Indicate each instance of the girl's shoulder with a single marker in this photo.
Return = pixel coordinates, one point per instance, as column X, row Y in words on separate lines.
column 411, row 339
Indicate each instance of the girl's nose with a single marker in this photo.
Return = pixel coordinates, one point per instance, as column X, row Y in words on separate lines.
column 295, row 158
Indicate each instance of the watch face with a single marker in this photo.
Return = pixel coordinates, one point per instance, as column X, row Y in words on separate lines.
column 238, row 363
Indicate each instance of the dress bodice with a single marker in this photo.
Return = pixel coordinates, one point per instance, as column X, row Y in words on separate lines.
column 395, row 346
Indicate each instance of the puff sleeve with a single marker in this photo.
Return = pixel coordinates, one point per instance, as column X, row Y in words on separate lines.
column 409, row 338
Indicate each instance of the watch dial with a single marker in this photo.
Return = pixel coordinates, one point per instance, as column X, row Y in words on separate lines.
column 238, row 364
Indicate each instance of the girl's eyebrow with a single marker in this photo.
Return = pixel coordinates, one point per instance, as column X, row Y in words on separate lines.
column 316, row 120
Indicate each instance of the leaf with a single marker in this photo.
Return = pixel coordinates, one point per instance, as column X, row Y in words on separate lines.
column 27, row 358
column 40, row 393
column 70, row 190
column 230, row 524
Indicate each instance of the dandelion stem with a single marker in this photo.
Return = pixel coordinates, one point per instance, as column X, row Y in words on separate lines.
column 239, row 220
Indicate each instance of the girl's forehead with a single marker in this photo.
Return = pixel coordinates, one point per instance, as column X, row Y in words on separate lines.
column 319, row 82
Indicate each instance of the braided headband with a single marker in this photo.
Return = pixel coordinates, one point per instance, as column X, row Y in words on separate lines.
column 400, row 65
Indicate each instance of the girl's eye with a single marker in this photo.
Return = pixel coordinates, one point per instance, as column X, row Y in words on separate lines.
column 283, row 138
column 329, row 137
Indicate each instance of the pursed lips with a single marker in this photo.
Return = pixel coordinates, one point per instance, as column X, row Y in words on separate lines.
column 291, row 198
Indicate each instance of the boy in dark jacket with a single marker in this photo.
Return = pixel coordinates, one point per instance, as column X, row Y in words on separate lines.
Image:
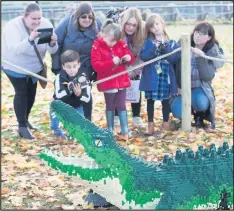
column 70, row 87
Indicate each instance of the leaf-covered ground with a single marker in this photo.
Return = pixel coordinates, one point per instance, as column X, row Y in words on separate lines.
column 27, row 183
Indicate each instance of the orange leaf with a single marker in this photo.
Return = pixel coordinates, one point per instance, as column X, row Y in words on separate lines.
column 5, row 190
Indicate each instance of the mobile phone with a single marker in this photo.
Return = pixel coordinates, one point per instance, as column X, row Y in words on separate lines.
column 45, row 35
column 123, row 60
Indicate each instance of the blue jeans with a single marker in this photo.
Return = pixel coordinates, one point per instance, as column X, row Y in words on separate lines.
column 200, row 102
column 54, row 121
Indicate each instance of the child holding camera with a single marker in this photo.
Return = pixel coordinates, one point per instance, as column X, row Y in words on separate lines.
column 70, row 87
column 109, row 56
column 158, row 78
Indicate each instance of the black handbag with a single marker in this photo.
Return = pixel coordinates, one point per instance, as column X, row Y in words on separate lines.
column 43, row 73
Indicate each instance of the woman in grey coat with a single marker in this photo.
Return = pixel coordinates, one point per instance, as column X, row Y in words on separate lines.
column 77, row 32
column 203, row 42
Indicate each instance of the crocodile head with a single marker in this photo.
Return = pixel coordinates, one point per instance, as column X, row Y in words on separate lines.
column 186, row 182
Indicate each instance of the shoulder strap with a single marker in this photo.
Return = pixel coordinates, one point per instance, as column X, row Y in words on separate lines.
column 34, row 46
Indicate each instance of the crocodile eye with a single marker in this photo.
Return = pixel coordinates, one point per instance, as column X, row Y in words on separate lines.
column 98, row 143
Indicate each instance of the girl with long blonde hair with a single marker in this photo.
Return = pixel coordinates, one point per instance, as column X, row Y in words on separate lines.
column 158, row 78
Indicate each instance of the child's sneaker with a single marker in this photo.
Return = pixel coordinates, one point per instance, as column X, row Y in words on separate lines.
column 137, row 122
column 59, row 133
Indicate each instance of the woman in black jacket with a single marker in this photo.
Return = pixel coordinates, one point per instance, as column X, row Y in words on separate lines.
column 203, row 42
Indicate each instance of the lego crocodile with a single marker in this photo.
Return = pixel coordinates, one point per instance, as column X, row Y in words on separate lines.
column 191, row 180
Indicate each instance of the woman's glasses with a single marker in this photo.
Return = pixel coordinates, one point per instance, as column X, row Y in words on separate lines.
column 90, row 17
column 200, row 33
column 131, row 25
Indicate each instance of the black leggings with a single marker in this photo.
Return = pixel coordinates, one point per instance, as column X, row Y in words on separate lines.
column 25, row 93
column 136, row 109
column 165, row 110
column 88, row 107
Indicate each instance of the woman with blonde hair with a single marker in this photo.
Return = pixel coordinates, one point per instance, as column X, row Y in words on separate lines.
column 132, row 27
column 77, row 32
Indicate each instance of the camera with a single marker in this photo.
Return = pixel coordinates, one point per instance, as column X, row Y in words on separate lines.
column 123, row 61
column 81, row 80
column 45, row 35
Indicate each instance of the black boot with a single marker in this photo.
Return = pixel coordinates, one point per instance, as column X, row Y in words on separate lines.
column 198, row 117
column 31, row 127
column 24, row 133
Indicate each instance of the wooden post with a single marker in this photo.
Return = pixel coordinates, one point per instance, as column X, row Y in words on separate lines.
column 186, row 82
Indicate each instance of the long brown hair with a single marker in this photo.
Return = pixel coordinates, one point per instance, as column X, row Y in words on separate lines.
column 150, row 22
column 132, row 12
column 84, row 8
column 206, row 28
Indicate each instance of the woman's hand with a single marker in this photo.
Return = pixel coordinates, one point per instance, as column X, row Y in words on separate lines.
column 197, row 52
column 54, row 39
column 116, row 60
column 77, row 90
column 34, row 34
column 126, row 58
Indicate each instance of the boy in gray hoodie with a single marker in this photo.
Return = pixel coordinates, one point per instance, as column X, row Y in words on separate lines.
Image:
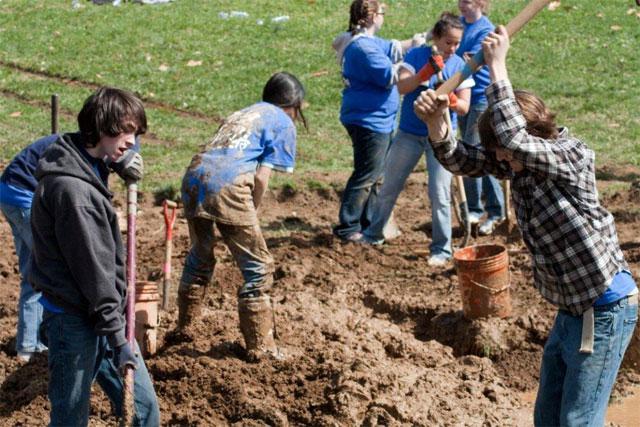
column 78, row 260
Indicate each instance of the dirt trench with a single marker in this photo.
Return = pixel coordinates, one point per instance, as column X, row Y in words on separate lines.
column 373, row 335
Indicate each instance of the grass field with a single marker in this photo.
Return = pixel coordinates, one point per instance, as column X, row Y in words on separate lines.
column 192, row 68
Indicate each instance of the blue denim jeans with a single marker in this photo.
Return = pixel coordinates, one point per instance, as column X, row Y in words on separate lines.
column 77, row 357
column 369, row 152
column 487, row 185
column 575, row 387
column 29, row 309
column 245, row 243
column 404, row 153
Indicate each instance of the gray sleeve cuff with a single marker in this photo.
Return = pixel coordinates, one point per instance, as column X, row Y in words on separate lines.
column 117, row 339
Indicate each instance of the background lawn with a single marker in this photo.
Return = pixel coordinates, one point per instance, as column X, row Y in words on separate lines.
column 191, row 67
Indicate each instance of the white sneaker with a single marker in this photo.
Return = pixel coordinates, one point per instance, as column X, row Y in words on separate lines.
column 489, row 225
column 437, row 261
column 474, row 218
column 25, row 356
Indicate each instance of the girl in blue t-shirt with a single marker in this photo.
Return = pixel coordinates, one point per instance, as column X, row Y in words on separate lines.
column 370, row 102
column 223, row 186
column 411, row 139
column 476, row 27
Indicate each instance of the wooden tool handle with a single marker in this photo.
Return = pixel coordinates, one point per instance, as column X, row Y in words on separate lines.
column 515, row 25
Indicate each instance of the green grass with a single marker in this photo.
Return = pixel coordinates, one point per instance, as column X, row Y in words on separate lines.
column 581, row 58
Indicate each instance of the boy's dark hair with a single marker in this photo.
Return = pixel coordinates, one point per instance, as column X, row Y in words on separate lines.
column 360, row 12
column 285, row 90
column 110, row 111
column 446, row 22
column 540, row 120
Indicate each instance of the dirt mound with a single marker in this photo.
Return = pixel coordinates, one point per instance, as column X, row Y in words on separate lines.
column 373, row 336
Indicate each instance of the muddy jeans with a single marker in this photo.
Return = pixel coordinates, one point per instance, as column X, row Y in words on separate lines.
column 575, row 387
column 29, row 309
column 77, row 357
column 247, row 246
column 369, row 153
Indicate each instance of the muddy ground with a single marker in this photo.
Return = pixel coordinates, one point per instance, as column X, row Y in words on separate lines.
column 373, row 335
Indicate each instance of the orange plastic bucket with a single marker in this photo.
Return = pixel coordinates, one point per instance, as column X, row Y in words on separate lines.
column 483, row 279
column 147, row 298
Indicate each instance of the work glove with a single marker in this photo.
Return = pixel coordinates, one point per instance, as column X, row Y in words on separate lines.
column 129, row 166
column 125, row 358
column 453, row 100
column 434, row 66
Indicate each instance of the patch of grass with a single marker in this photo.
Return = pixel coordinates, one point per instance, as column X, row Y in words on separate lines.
column 192, row 68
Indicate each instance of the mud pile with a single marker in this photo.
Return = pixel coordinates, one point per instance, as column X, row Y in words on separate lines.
column 373, row 335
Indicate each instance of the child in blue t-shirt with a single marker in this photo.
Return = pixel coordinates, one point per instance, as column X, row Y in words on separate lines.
column 476, row 27
column 223, row 186
column 370, row 102
column 411, row 139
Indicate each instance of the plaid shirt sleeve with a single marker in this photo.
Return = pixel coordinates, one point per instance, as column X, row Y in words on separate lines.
column 557, row 159
column 464, row 159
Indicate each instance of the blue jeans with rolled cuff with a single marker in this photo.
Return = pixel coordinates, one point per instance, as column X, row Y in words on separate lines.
column 575, row 387
column 77, row 357
column 487, row 185
column 369, row 153
column 29, row 309
column 404, row 153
◇ ◇ ◇ ◇ ◇
Transcribe the lines from the first line of the records through the line that contains "Indicate each instance of the watch face", both included, and add nothing else.

Indicate each instance of the girl's shoulder with a single marker in this photo.
Return = pixel coordinates, one point per instance, as column X, row Y in words on separate lines.
column 411, row 339
Indicate each instance of the girl's nose with a single marker in this photo.
Return = pixel coordinates, one point per instance, as column X, row Y in words on separate lines.
column 295, row 158
Indicate each instance of the watch face with a single marker in this photo.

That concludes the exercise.